(Entries from a pointing dataset)
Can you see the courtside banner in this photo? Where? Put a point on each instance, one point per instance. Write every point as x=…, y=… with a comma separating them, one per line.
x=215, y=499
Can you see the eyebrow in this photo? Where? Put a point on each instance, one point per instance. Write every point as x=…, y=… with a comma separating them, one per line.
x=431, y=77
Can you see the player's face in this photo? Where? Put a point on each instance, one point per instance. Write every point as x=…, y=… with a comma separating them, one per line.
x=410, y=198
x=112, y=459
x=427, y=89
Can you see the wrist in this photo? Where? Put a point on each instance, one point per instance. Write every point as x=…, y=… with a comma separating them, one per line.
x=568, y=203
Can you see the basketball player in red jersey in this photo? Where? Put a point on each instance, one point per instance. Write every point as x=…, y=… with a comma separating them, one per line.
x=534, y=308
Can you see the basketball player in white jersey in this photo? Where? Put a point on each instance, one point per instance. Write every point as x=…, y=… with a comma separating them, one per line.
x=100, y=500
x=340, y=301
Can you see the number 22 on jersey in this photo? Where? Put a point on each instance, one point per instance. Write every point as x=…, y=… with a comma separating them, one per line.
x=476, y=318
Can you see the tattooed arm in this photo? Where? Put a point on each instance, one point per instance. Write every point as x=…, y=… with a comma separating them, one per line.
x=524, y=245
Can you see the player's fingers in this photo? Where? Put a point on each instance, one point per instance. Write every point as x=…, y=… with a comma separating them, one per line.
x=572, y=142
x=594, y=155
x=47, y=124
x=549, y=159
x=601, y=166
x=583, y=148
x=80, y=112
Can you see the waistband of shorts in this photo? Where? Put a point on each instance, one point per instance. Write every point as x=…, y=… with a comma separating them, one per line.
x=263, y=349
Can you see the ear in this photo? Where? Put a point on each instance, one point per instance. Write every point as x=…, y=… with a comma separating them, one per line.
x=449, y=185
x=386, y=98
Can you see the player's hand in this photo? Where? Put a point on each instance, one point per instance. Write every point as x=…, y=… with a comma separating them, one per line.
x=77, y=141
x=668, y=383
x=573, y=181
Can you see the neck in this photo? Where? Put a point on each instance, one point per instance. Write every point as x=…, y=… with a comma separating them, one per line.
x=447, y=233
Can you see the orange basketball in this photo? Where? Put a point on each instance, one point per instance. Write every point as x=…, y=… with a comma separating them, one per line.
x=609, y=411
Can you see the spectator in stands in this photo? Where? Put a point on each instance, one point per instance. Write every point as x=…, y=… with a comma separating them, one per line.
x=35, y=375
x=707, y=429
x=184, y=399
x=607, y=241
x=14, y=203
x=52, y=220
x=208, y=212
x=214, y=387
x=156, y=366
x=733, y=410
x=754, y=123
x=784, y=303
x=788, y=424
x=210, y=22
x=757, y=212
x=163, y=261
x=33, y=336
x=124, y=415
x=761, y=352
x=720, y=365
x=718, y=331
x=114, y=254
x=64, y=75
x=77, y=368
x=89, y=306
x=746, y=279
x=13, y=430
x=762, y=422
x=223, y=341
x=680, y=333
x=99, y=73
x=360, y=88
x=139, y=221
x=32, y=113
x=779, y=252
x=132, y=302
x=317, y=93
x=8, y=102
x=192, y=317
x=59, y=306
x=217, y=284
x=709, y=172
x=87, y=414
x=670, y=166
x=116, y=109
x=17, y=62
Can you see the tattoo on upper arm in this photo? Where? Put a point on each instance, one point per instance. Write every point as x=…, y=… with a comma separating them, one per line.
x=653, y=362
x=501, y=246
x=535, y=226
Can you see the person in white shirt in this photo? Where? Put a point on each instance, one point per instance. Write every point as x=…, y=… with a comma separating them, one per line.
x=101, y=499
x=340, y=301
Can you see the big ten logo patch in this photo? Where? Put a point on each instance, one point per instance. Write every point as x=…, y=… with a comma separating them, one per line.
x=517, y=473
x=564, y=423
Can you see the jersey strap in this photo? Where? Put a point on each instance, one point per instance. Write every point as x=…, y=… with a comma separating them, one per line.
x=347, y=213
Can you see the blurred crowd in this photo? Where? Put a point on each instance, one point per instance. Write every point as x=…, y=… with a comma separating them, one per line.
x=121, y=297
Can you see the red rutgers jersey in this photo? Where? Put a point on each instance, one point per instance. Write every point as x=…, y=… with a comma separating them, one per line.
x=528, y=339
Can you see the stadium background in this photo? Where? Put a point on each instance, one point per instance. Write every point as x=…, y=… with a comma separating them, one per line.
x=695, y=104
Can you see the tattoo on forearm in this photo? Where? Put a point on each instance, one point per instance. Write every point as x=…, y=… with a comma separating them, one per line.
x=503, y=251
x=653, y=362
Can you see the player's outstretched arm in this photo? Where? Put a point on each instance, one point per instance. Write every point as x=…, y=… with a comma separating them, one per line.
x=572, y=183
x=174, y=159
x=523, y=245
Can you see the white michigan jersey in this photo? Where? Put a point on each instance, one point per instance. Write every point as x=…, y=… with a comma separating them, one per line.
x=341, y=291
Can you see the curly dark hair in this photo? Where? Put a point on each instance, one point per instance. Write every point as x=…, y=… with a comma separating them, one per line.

-- What the task asks --
Quote the records above word for word.

-- Result of the task --
Can you see the courtside banner in this photo? Where? Put a point on each instance, one point per instance. Write every point as x=…, y=… with a comma separating them, one per line.
x=215, y=499
Can you see the eyebrow in this photo? Where? Put a point on each instance, one point per instance. Write every point as x=…, y=… with a comma separating them, one per line.
x=431, y=77
Can you see the player's face in this photo? Where? Put a point on each instance, one point per instance. Write every point as x=…, y=… with a comma separating them, one per line.
x=410, y=198
x=112, y=459
x=427, y=89
Can you see the wrist in this photo? Where? Put a point on each instance, one point per instance. Write every point as x=…, y=… with a comma separating them, one per line.
x=568, y=203
Can you see the basketball player in red jersey in this photo? Where? Put a point on each instance, one point per instance. Write every point as x=…, y=… with a comma separating them, one per line.
x=534, y=308
Can you see the basketball player in white jersey in this photo? Where? Put a point on each instance, one point per instance. Write every point as x=…, y=… with a comma separating them, one per line.
x=100, y=500
x=340, y=301
Can you see the number 22 on jersey in this photo? Where? Put a point on each instance, one point per instance. Write every point as x=…, y=… with a comma separating them, one per line.
x=476, y=318
Can you see the tattooed arm in this photo? Where? Put a point on each instance, one point per instance. Write every point as x=…, y=… with a comma separating them, one per line.
x=524, y=245
Can you see the player's fingers in this photo? Where? Put a point on each instance, one point per instance. Write every point as x=…, y=… with a comma separating them, one per line.
x=572, y=142
x=594, y=155
x=47, y=124
x=549, y=159
x=601, y=166
x=583, y=148
x=80, y=112
Can you see the waistband of shorts in this photo? Where? Put a point on each instance, one point per instance. Write every point as x=…, y=… with a comma separating them, one per line.
x=263, y=349
Can you see the ear in this photo? Where? Put a point on each instance, one point per instance. Write every point as x=…, y=… with a comma separating them, one per line.
x=449, y=185
x=386, y=98
Can you see the player's hand in this photo? Where? Put a point on each instance, one point per instance. Write every point as x=…, y=… with a comma separating them, one per line.
x=77, y=141
x=668, y=383
x=573, y=181
Can you see the neck in this photo? Where? Put a point on each instance, one point per instance. Write every point as x=…, y=… with a comma separating them, one per line.
x=447, y=233
Can you see the orange basketball in this photo? Where? Put a point on each instance, one point per instance. Write every point as x=…, y=… with a comma separating them, one per line.
x=609, y=411
Can you see the spectator in stands in this photo? Where? Put a point on each instance, one point per instance. Write every point as x=…, y=… with a comma separating them, one per line.
x=35, y=375
x=707, y=429
x=184, y=399
x=607, y=241
x=14, y=203
x=52, y=220
x=208, y=212
x=214, y=387
x=156, y=366
x=733, y=410
x=754, y=123
x=784, y=303
x=788, y=424
x=210, y=22
x=757, y=212
x=163, y=261
x=33, y=336
x=124, y=415
x=761, y=352
x=720, y=365
x=718, y=331
x=114, y=254
x=64, y=75
x=77, y=368
x=89, y=306
x=746, y=279
x=13, y=430
x=762, y=422
x=223, y=341
x=680, y=333
x=99, y=73
x=360, y=88
x=139, y=221
x=32, y=113
x=779, y=252
x=132, y=302
x=317, y=93
x=8, y=102
x=192, y=317
x=59, y=306
x=217, y=284
x=709, y=172
x=87, y=414
x=670, y=166
x=116, y=109
x=17, y=62
Can you see the tattoo on upper arm in this photo? Where? Put a point on each instance, one point per instance. Write every point as x=…, y=… with a comma separating them, one per line.
x=653, y=362
x=501, y=246
x=535, y=226
Can you see the person in white shirt in this photo? Where? Put a point on each instance, one point per instance. Write every point as x=…, y=… with a comma separating them, one per line.
x=101, y=499
x=340, y=301
Can you see the big ten logo patch in this photo? Where? Put a point on each instance, one point per instance. Write every point as x=…, y=… with a comma separating them, one per line.
x=517, y=473
x=564, y=423
Can you see the jersey strap in this photo? Where? Put a point on each instance, one point per instance. Write every point as x=…, y=… with a comma separating them, one per line.
x=347, y=213
Can you see the blurred crowd in this photo? Where? Put a point on each instance, one point per instance. Write every point as x=…, y=… with a comma separating them, one per line.
x=121, y=297
Can you see the red rutgers jersey in this photo? Where? Put a point on each instance, one point per instance. Write every point as x=…, y=… with a comma separating them, one per line.
x=528, y=339
Can you see the stadium background in this photo? Where? Put a point on each instance, one point per instance. Write every point as x=…, y=… with a comma separating them, one per line.
x=695, y=104
Can you see the tattoo on forearm in this photo? Where? Put a point on each instance, one point per instance. Write every point as x=…, y=… with a comma separating them, one per line.
x=503, y=251
x=653, y=362
Can you see the player's outstretched arm in this photo? Where? Put a point on each instance, one point per instance. Write every point as x=…, y=… with a comma separating them, one per line.
x=572, y=183
x=174, y=159
x=523, y=245
Can you see the white michigan jersey in this photo? Where? Put a point on each instance, one point per instance. Write every point as x=…, y=… with a comma separating them, one per line.
x=341, y=291
Can you see the curly dark hair in this photo? Where? Put a point on each instance, one point per instance. Write every point as x=…, y=… with a comma separating them, one per line.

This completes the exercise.